実施する課題 =
- A) 微小循環に関する報告から、次の一文を英語に訳すこと：「歯周組織においては多数の血管網が存在しており、ヘアピン状の毛細血管ループが規則的に認められる。」
- B) 微小循環に関する報告の本文を、最後の文の後から書き継ぐこと。

読解テキスト =
★ ★ ★

第56回神奈川歯科大学総会

宿題報告

口腔解剖学 准教授 東 雅啓


 エイジングに伴う循環障害が脳および口腔に与える影響
―微小循環的手法を用いた形態学的解析―


 超高齢社会を迎えた日本では、疾病構造の変化や要介護者数の増加により、医療・福祉における問題がクローズアップされてきている。そのような中で、個人のQOLをいかに低下させずに健康寿命を延ばすかが課題となっている。しかしながら、生活習慣病などの全身疾患の有病者数は年々増加し、近年ではその全身疾患と歯周病などの口腔疾患との関連性が社会的に問題視されてきている。我々のリサーチグループはこれまでに歯周組織の微小循環に注目して研究を行ってきた。歯周組織においては多数の血管網が存在しており、ヘアピン状の毛細血管ループが規則的に認められる。また、イヌを用いた実験においては、歯周組織再生過程で血管新生を誘導することで歯槽骨の早期再生に繋げられることを見出し以前に論文発表した。さらには歯科治療時に用いる機器の種類によって歯周組織の血管網が障害される程度が異なることも形態学的に見出した。これまでにマウスを用いて脳虚血による全身および口腔機能への影響も学会・論文発表をしており、脳および口腔における微小循環を重要性について検討を行ってきた。そこで本研究では、様々な生活習慣病の発症や病態において鍵となる循環機能(動態や形態)に着目し、エイジングに伴い生じる循環障害を脳および口腔の微小循環に焦点を当てて検討し、全身疾患と口腔疾患との関係性の解明に繋げることを目的として行った。

★ ★ ★

保存データ =

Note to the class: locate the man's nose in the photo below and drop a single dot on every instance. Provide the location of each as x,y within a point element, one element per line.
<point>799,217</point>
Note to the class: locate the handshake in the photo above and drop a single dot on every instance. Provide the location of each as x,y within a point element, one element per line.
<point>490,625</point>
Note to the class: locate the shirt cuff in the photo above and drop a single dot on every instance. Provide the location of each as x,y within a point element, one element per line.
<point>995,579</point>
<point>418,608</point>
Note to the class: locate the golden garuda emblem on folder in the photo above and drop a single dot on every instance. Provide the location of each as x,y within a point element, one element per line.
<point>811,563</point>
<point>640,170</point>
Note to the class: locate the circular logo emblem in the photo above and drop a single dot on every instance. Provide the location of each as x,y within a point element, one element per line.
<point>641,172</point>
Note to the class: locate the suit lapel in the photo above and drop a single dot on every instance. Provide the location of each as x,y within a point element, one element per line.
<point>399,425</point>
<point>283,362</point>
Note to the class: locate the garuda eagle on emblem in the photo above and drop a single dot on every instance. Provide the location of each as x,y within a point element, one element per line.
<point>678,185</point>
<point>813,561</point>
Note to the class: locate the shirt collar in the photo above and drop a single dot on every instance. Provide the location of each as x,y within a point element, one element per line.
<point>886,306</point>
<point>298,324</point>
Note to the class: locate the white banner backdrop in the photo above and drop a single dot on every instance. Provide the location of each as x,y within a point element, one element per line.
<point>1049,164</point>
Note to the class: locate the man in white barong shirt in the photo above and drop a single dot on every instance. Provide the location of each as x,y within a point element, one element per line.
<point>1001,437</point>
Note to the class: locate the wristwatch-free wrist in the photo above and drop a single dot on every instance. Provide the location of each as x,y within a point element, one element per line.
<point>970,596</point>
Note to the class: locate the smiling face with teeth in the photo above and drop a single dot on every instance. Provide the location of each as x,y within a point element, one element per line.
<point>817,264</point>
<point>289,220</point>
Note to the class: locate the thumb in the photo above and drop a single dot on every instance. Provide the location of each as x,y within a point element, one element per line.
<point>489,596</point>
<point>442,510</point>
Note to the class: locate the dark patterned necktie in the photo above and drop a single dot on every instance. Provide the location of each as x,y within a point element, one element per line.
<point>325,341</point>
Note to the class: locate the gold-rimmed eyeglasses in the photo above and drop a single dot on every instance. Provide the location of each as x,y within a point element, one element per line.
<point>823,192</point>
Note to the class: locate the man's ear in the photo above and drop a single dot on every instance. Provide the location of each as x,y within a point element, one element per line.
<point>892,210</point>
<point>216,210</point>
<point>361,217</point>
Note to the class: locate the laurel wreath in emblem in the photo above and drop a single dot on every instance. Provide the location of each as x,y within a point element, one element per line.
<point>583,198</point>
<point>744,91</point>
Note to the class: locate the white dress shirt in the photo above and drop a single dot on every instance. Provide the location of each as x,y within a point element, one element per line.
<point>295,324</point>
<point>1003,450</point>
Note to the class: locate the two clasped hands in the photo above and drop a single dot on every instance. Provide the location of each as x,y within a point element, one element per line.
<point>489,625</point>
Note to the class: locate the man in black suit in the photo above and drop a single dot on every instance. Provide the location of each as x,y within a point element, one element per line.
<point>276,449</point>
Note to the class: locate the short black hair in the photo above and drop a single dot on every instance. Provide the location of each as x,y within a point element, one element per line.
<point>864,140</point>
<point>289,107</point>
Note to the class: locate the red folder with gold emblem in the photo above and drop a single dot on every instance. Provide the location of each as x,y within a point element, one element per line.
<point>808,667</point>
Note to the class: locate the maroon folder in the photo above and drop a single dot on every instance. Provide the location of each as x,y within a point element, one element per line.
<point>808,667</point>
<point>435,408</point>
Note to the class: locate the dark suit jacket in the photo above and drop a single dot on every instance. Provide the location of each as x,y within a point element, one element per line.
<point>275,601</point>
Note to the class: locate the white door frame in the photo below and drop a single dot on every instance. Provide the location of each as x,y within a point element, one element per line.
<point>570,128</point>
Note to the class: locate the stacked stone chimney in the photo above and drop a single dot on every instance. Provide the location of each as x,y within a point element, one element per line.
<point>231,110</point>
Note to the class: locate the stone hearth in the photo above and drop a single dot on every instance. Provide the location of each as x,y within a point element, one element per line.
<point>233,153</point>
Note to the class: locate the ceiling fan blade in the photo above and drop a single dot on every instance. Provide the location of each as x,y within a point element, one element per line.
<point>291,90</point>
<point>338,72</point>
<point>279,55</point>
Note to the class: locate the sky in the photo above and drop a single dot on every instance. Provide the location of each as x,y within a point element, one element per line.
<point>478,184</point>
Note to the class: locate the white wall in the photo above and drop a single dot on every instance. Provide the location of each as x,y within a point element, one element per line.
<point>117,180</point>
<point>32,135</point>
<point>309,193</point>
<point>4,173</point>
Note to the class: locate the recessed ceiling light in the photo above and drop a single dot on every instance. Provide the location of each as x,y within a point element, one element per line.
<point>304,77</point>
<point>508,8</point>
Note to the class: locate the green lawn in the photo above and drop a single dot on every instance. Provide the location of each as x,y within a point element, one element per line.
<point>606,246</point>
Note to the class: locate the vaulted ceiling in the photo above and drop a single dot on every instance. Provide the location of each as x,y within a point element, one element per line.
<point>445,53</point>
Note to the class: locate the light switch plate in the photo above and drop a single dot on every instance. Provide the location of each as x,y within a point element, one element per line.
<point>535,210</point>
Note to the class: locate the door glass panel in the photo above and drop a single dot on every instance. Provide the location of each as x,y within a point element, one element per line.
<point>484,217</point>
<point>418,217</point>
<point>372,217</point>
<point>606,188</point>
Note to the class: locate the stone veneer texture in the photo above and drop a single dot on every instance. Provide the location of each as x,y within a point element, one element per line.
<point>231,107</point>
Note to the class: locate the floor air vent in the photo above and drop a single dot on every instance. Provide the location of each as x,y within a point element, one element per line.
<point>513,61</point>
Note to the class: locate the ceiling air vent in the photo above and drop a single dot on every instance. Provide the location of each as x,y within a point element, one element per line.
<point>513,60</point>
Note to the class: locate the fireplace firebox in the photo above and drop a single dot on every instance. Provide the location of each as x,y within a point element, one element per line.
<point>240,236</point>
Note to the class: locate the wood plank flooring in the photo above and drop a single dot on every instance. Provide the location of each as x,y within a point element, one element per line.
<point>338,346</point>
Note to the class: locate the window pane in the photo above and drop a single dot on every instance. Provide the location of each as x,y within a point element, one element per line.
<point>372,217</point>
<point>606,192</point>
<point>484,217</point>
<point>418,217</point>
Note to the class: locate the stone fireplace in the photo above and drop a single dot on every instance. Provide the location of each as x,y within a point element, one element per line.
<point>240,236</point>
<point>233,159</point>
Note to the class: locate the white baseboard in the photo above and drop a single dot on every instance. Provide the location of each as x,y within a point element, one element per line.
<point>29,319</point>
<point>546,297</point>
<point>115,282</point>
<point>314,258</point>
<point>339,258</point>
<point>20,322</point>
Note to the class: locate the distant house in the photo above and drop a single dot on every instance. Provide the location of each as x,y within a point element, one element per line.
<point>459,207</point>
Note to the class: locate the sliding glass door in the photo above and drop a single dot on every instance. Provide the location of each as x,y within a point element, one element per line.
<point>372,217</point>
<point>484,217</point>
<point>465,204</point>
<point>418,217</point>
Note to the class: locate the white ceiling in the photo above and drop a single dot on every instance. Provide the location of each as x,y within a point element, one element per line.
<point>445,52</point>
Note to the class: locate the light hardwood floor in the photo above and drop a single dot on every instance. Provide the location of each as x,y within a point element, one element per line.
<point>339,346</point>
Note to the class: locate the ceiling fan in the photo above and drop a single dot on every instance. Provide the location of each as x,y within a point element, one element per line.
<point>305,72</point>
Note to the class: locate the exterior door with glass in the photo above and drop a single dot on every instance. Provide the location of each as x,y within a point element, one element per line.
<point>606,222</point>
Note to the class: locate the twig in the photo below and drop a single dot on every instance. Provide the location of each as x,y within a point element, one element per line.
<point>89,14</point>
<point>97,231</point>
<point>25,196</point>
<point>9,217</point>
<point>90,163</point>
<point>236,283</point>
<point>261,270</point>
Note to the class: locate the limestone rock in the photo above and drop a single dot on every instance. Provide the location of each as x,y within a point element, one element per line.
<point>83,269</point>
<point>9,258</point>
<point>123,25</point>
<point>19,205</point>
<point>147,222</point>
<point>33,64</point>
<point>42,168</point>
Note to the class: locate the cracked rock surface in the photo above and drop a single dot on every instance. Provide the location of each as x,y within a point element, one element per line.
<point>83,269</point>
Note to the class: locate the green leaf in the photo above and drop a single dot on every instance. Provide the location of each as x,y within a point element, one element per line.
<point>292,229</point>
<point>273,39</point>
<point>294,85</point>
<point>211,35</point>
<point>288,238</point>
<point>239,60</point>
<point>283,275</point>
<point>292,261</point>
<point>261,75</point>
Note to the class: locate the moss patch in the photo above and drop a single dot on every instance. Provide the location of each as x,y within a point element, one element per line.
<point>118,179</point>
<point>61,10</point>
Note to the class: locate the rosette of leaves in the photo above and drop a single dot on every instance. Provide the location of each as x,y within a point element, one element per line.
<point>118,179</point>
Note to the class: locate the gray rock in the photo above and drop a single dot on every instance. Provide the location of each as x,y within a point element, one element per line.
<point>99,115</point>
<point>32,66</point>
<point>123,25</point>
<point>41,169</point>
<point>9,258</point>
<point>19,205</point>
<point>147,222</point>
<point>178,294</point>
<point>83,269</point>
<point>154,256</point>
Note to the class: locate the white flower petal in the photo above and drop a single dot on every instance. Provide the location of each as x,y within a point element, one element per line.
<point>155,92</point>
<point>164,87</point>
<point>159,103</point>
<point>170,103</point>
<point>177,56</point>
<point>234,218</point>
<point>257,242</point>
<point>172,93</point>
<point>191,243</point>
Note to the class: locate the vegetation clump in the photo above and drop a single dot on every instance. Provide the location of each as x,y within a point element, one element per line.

★ ★ ★

解答 =
- A) Periodontal tissue contains an extensive network of blood vessels, and hairpin-shaped capillary loops are observed at regular intervals.

- B)
 本研究では、老齢ラットを用いて脳および口腔の微小循環・運動機能を検討した。血管の形態学的解析を行うために、注入用合成樹脂メチルメタクリレートによる血管鋳型標本を作製し、走査型電子顕微鏡で脳周囲と歯周組織の血管を観察した。観察結果から、脳および口腔における循環障害の状態を評価した。運動機能はオープンフィールドテストを用いて解析した。また血管新生の促進因子であるVEGFの唾液中および血中濃度をELISAにて測定することで、血管新生における機能学的解析を行った。
 解析の結果、コントロールと比較して歯肉における血管ループが乏しく、実験群における血管は比較的太くいびつな形態を示した。また実験群の脳においても同様な形態を認めた。さらに運動機能においては、オープンテストを用いて評価したところ、センターエリアへの侵入回数が有意に少なかったほか、総移動距離も少ない傾向であった。そして、唾液中および血中VEGFは実験群で高い傾向にあった。
 以上の結果から、老齢ラットにおいて運動機能の低下が認められたほか、歯肉や脳における微小循環が乏しいことを見出したことから、エイジングに伴う全身機能や微小循環の障害を確認することができた。今後は運動機能の低下および微小循環の障害を改善して全身と口腔の関連性を検討して、生活習慣病などの疾患の改善や予防にどのような効果を与えるか分析することで、全身疾患と口腔疾患との関係性の解明に繋げたい。